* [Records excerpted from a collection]

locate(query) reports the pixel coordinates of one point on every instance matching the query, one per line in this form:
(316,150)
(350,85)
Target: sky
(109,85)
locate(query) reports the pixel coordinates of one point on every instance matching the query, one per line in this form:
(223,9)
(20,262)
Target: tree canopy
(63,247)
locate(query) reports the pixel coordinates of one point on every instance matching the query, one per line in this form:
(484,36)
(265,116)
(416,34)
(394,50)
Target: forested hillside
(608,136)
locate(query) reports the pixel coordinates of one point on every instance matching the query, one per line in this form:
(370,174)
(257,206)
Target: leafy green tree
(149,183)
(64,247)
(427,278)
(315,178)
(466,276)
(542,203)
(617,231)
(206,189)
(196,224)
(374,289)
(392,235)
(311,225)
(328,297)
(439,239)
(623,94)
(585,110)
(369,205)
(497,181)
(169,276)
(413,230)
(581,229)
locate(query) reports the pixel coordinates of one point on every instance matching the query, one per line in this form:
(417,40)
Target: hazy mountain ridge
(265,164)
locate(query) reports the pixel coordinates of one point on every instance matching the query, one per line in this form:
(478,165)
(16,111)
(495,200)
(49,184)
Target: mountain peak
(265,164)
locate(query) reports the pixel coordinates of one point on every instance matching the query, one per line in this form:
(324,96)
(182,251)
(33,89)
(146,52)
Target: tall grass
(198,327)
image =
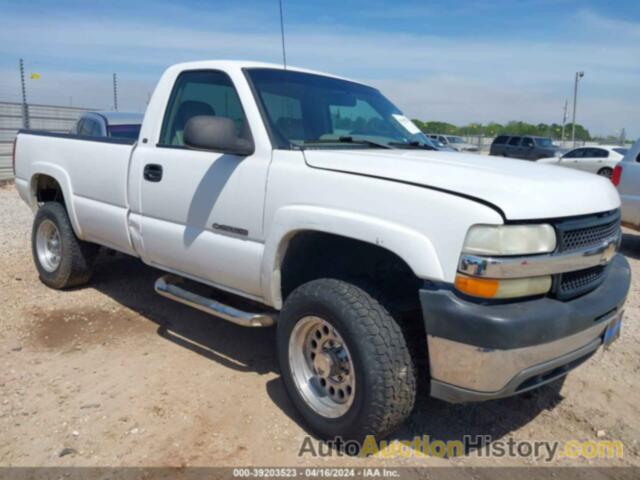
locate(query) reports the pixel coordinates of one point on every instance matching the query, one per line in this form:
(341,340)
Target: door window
(85,126)
(201,93)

* [What the task requires] The answer must be the full set of records, repeated exactly, with no pictures.

* [Your response]
locate(query) reports the pixel coordinates of one point on every instance matching the query, one per line in this form:
(316,150)
(350,85)
Target: sky
(109,85)
locate(query) reports the pixel coordinates of one point on every instance matching the query, one per line in this form:
(223,9)
(20,262)
Target: tree canopy
(63,247)
locate(query) reports the pixel coordinates of one point on every instance matching the query, one per line in this form:
(484,36)
(265,116)
(416,34)
(394,50)
Target: forested hillside
(608,136)
locate(query) reports the pixel coordinates of one point on every instance matching the query, one per line in this form:
(370,174)
(257,206)
Target: leafy green tree
(149,183)
(64,247)
(427,278)
(315,178)
(466,276)
(542,203)
(617,231)
(206,189)
(196,224)
(374,289)
(392,235)
(311,225)
(328,297)
(439,239)
(623,94)
(585,110)
(369,205)
(497,181)
(169,276)
(413,230)
(581,229)
locate(query) reports the pixel coordinates of one point on every instance matching the query, one per line in this form:
(417,40)
Target: hazy mountain ridge
(265,164)
locate(query) reports the pixel coordinates of one point on every instance matching the query, one per line in this form:
(478,165)
(16,111)
(495,200)
(49,184)
Target: mountain peak
(265,164)
locate(query) reports the pixel coordinates of one point on every instance matching the query, one per line in this form:
(324,96)
(182,251)
(33,89)
(146,52)
Target: tall grass
(198,327)
image =
locate(query) reports the pixel coordinates of one point on every instance matching the query, one per line in this form:
(341,340)
Target: door window
(85,126)
(201,93)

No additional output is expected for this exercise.